** begin INPUT ROWS **
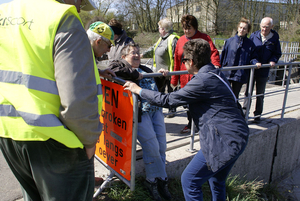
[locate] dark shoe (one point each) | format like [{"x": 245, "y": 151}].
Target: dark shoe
[
  {"x": 163, "y": 189},
  {"x": 171, "y": 115},
  {"x": 185, "y": 130},
  {"x": 98, "y": 181},
  {"x": 257, "y": 120},
  {"x": 152, "y": 188}
]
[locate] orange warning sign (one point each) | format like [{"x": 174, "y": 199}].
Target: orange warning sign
[{"x": 115, "y": 142}]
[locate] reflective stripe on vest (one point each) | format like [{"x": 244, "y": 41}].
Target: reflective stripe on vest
[{"x": 29, "y": 99}]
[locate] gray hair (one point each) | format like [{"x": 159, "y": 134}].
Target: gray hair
[
  {"x": 94, "y": 36},
  {"x": 126, "y": 49},
  {"x": 166, "y": 24},
  {"x": 267, "y": 18}
]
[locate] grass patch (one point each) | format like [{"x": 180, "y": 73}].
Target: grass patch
[{"x": 237, "y": 189}]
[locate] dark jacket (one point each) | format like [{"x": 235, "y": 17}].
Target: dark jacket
[
  {"x": 179, "y": 66},
  {"x": 238, "y": 51},
  {"x": 223, "y": 130},
  {"x": 124, "y": 70},
  {"x": 115, "y": 51},
  {"x": 269, "y": 51}
]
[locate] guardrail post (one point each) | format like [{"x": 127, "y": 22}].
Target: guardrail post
[
  {"x": 251, "y": 80},
  {"x": 286, "y": 91},
  {"x": 192, "y": 139}
]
** end INPUT ROWS **
> _GIVEN TASK_: Copy out the listing above word for word, from the first line to the last, but leave out the pictures.

> _TASK ANSWER_:
[locate] dark shoe (one point each) | format like [{"x": 245, "y": 151}].
Target: dark shoe
[
  {"x": 163, "y": 189},
  {"x": 171, "y": 115},
  {"x": 185, "y": 130},
  {"x": 98, "y": 181},
  {"x": 257, "y": 120},
  {"x": 152, "y": 188}
]
[locate] orange warning sign (one point each) | format like [{"x": 174, "y": 199}].
Target: orange warning sign
[{"x": 115, "y": 142}]
[locate] reflective stripe on vest (one point each) | format like [{"x": 244, "y": 41}].
Target: reflective stripe on vest
[{"x": 29, "y": 99}]
[locate] gray hair (one point each) | format like [{"x": 159, "y": 134}].
Target: gray hair
[
  {"x": 94, "y": 36},
  {"x": 126, "y": 49},
  {"x": 166, "y": 24},
  {"x": 267, "y": 18}
]
[locate] grass patch (one point each) | format like [{"x": 180, "y": 73}].
Target: grass patch
[{"x": 237, "y": 189}]
[locate] dark jacket (one point each) | format like [{"x": 235, "y": 17}].
Target: dark jacket
[
  {"x": 179, "y": 66},
  {"x": 238, "y": 51},
  {"x": 223, "y": 130},
  {"x": 124, "y": 70},
  {"x": 115, "y": 51},
  {"x": 269, "y": 51}
]
[locate] guardrail post (one point each) | format like [{"x": 127, "y": 22}].
Target: guardrail post
[
  {"x": 251, "y": 80},
  {"x": 286, "y": 91},
  {"x": 192, "y": 139}
]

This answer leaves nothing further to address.